Requirement
Print the lines in the listing below that fall between the line with "Target: interior doorway trim" and the line with "Exercise. Indicate with a point every instance of the mirror", those two lines included, exactly as they stand and with nothing else.

Start of Block

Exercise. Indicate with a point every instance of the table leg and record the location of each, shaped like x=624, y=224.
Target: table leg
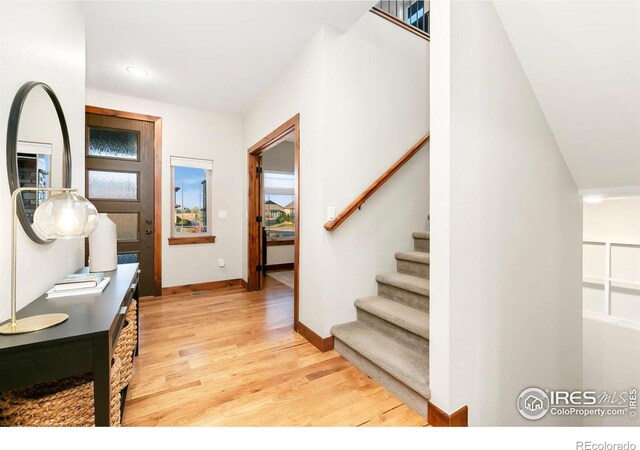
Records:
x=102, y=381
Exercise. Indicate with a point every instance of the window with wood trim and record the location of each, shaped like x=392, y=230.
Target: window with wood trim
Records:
x=191, y=200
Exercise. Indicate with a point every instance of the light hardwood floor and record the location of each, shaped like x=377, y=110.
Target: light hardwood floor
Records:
x=231, y=358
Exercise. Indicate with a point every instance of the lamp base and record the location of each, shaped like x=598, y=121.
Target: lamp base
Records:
x=33, y=323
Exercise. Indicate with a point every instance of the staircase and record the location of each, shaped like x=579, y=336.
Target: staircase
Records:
x=389, y=341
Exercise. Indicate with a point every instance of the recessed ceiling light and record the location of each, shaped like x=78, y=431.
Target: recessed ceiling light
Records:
x=593, y=199
x=137, y=71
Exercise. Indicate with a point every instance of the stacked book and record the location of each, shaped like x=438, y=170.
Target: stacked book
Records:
x=79, y=284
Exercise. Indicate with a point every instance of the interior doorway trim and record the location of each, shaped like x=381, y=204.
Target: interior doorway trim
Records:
x=157, y=184
x=254, y=247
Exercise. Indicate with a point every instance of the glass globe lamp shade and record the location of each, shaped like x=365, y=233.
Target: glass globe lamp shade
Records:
x=65, y=216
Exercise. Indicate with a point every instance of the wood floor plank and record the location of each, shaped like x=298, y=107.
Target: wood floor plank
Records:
x=231, y=358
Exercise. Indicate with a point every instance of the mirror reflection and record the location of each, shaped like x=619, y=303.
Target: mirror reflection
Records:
x=39, y=149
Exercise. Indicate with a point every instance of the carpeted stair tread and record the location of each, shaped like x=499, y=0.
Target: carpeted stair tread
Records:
x=398, y=314
x=409, y=283
x=404, y=364
x=417, y=257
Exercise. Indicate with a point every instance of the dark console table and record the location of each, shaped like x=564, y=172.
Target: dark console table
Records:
x=83, y=344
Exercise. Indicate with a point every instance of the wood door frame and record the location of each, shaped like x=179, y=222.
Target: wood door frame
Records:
x=157, y=184
x=253, y=244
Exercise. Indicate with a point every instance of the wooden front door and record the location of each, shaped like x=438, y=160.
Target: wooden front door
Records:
x=120, y=182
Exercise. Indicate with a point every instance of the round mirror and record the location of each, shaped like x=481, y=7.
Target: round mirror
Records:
x=38, y=151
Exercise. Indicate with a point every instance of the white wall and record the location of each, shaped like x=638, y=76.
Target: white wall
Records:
x=613, y=220
x=200, y=134
x=506, y=294
x=362, y=98
x=41, y=41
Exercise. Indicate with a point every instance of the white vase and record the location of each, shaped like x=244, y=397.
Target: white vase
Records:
x=103, y=246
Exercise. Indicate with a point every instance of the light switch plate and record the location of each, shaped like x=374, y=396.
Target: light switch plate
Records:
x=331, y=213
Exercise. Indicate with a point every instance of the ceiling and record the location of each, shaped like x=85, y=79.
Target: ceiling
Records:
x=583, y=62
x=216, y=55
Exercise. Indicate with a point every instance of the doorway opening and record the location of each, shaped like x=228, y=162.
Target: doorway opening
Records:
x=611, y=297
x=274, y=210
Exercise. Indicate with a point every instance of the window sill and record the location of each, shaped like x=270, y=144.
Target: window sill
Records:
x=279, y=242
x=192, y=240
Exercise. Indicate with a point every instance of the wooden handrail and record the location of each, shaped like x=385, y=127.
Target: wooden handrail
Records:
x=393, y=19
x=368, y=192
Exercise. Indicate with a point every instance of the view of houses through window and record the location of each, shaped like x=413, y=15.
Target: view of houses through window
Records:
x=279, y=210
x=191, y=202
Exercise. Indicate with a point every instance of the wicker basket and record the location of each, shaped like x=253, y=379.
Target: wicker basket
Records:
x=63, y=403
x=124, y=348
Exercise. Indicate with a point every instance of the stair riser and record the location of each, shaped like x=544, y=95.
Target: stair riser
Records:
x=413, y=268
x=394, y=332
x=408, y=298
x=421, y=245
x=401, y=391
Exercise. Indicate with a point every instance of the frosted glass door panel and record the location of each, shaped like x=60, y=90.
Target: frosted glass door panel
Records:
x=113, y=185
x=126, y=224
x=118, y=144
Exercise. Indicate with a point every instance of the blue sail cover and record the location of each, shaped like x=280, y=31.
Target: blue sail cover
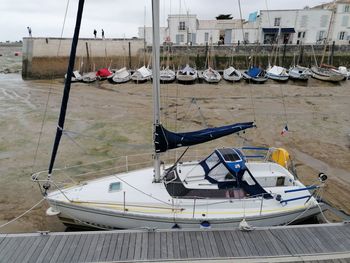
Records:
x=254, y=72
x=166, y=140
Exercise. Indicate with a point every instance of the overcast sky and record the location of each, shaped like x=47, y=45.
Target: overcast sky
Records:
x=118, y=18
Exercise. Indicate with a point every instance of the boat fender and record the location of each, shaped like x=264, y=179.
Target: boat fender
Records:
x=278, y=198
x=205, y=225
x=323, y=177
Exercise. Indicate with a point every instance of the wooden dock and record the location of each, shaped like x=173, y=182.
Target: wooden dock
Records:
x=306, y=243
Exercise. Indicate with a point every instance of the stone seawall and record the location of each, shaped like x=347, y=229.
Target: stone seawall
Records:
x=48, y=57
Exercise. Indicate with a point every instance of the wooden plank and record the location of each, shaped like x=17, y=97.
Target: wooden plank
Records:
x=38, y=249
x=195, y=247
x=72, y=248
x=144, y=247
x=29, y=249
x=213, y=246
x=226, y=244
x=266, y=244
x=10, y=248
x=188, y=244
x=105, y=249
x=85, y=249
x=233, y=238
x=92, y=248
x=138, y=245
x=200, y=242
x=182, y=245
x=150, y=252
x=125, y=247
x=118, y=248
x=131, y=247
x=59, y=248
x=16, y=250
x=275, y=243
x=46, y=249
x=78, y=251
x=157, y=245
x=207, y=246
x=169, y=245
x=99, y=247
x=287, y=242
x=163, y=245
x=244, y=245
x=65, y=248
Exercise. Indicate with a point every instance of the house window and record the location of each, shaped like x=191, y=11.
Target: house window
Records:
x=345, y=20
x=206, y=37
x=321, y=35
x=180, y=38
x=277, y=21
x=182, y=25
x=246, y=37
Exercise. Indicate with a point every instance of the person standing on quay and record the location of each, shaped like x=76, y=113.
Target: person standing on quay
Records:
x=29, y=31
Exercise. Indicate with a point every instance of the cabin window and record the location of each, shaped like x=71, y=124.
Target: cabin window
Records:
x=277, y=21
x=212, y=160
x=115, y=187
x=342, y=35
x=182, y=25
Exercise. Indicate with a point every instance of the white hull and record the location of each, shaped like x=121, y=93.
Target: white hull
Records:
x=90, y=217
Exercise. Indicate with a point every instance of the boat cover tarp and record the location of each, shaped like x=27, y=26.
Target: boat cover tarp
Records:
x=122, y=73
x=166, y=140
x=276, y=70
x=103, y=72
x=254, y=72
x=188, y=70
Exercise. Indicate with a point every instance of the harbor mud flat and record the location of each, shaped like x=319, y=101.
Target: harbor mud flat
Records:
x=107, y=121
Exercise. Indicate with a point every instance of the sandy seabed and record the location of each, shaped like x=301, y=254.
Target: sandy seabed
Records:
x=107, y=121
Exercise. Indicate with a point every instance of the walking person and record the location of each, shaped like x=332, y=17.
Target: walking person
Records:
x=29, y=31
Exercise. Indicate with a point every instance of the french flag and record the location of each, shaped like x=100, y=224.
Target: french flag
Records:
x=284, y=131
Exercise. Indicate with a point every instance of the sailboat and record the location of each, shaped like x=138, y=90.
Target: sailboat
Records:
x=210, y=75
x=218, y=191
x=187, y=75
x=120, y=76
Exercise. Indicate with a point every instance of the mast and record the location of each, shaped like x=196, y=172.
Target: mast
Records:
x=67, y=85
x=156, y=82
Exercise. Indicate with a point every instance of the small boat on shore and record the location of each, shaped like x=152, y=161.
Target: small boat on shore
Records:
x=167, y=75
x=187, y=75
x=103, y=73
x=142, y=75
x=120, y=76
x=326, y=74
x=299, y=73
x=211, y=76
x=255, y=75
x=233, y=75
x=277, y=73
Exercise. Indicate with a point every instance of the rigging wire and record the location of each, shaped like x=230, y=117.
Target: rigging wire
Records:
x=49, y=93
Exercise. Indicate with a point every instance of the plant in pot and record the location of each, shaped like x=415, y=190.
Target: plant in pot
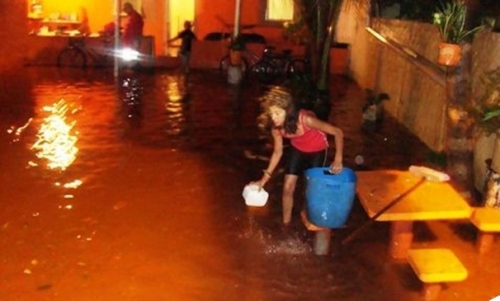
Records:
x=485, y=109
x=450, y=19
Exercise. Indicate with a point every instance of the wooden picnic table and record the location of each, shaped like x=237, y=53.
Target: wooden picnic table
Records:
x=429, y=201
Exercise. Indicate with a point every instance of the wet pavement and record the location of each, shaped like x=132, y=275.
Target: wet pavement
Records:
x=129, y=188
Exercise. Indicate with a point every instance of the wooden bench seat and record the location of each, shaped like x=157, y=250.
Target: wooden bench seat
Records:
x=434, y=267
x=487, y=221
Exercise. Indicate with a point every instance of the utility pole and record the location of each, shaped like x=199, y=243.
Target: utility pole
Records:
x=234, y=72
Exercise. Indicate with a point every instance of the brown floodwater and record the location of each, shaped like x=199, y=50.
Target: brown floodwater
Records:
x=129, y=188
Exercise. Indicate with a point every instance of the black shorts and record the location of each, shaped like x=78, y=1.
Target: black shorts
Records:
x=298, y=162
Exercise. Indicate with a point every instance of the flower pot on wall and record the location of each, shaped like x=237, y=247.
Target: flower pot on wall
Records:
x=449, y=54
x=235, y=57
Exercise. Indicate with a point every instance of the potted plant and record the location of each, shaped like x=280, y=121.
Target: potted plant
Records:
x=450, y=17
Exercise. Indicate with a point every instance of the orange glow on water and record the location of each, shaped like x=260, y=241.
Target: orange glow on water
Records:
x=56, y=142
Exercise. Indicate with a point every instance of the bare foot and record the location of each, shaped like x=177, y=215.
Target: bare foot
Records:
x=309, y=226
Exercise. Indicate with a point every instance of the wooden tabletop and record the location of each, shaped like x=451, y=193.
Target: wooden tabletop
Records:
x=429, y=201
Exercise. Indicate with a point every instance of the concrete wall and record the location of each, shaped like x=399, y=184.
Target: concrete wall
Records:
x=417, y=101
x=13, y=80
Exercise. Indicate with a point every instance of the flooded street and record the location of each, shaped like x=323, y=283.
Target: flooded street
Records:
x=129, y=189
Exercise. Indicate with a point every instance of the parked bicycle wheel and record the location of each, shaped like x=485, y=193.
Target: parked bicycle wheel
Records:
x=264, y=72
x=224, y=63
x=299, y=67
x=72, y=57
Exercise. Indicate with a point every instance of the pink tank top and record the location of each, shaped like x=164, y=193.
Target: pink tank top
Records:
x=311, y=140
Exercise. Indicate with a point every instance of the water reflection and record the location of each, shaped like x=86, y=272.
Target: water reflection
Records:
x=56, y=139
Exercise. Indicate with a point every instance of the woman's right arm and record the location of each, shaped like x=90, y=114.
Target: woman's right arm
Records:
x=275, y=157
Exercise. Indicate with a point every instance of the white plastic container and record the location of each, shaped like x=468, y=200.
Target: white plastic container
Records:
x=254, y=197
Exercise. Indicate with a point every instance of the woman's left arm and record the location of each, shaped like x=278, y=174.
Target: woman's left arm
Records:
x=325, y=127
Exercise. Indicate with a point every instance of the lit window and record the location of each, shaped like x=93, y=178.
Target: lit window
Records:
x=277, y=10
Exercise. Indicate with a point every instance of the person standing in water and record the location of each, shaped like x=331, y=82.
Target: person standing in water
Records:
x=132, y=32
x=187, y=37
x=308, y=143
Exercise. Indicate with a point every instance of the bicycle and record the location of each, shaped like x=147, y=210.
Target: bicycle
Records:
x=249, y=57
x=279, y=66
x=78, y=55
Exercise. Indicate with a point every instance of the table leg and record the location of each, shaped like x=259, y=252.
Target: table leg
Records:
x=401, y=239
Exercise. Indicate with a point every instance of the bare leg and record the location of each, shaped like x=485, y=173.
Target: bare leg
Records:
x=287, y=198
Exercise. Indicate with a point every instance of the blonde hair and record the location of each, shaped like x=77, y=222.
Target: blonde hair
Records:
x=282, y=98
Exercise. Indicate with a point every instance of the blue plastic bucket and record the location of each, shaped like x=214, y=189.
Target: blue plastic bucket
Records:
x=330, y=197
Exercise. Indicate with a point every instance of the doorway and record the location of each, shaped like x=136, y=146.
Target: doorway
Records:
x=178, y=11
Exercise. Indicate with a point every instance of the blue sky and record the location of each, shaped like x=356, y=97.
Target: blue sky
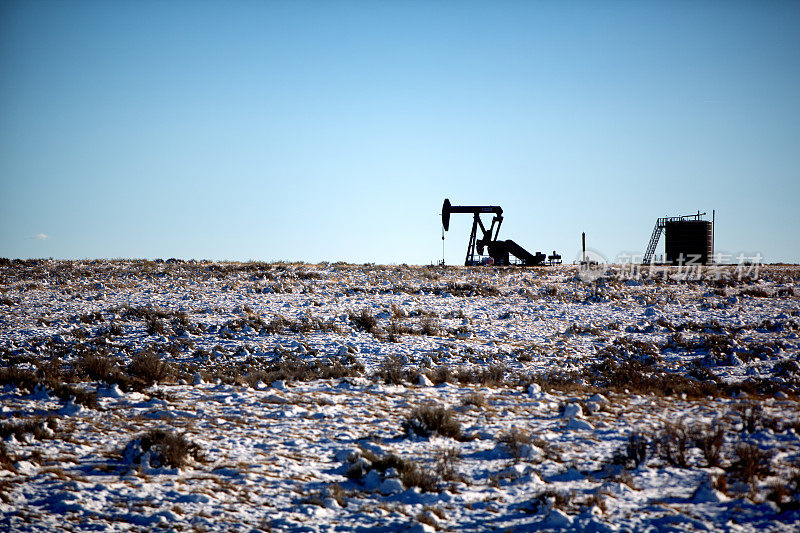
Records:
x=334, y=130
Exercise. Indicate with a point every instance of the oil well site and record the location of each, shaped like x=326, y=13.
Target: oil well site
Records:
x=196, y=395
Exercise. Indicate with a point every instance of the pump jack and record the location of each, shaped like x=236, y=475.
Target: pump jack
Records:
x=499, y=251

End of Block

Response to the task
Target: interior doorway trim
Records:
x=157, y=184
x=254, y=247
Exercise. Indicate with a point every instance of the glass globe lamp shade and record the location of each, shaped like x=365, y=233.
Target: glass globe lamp shade
Records:
x=65, y=216
Exercise. Indicate with a point every instance of the wood floor plank and record the location of each, shaped like x=298, y=107.
Target: wood floor plank
Records:
x=231, y=358
Exercise. Indicate with a point every instance of the mirror reflection and record the location of each, shaped like x=619, y=303.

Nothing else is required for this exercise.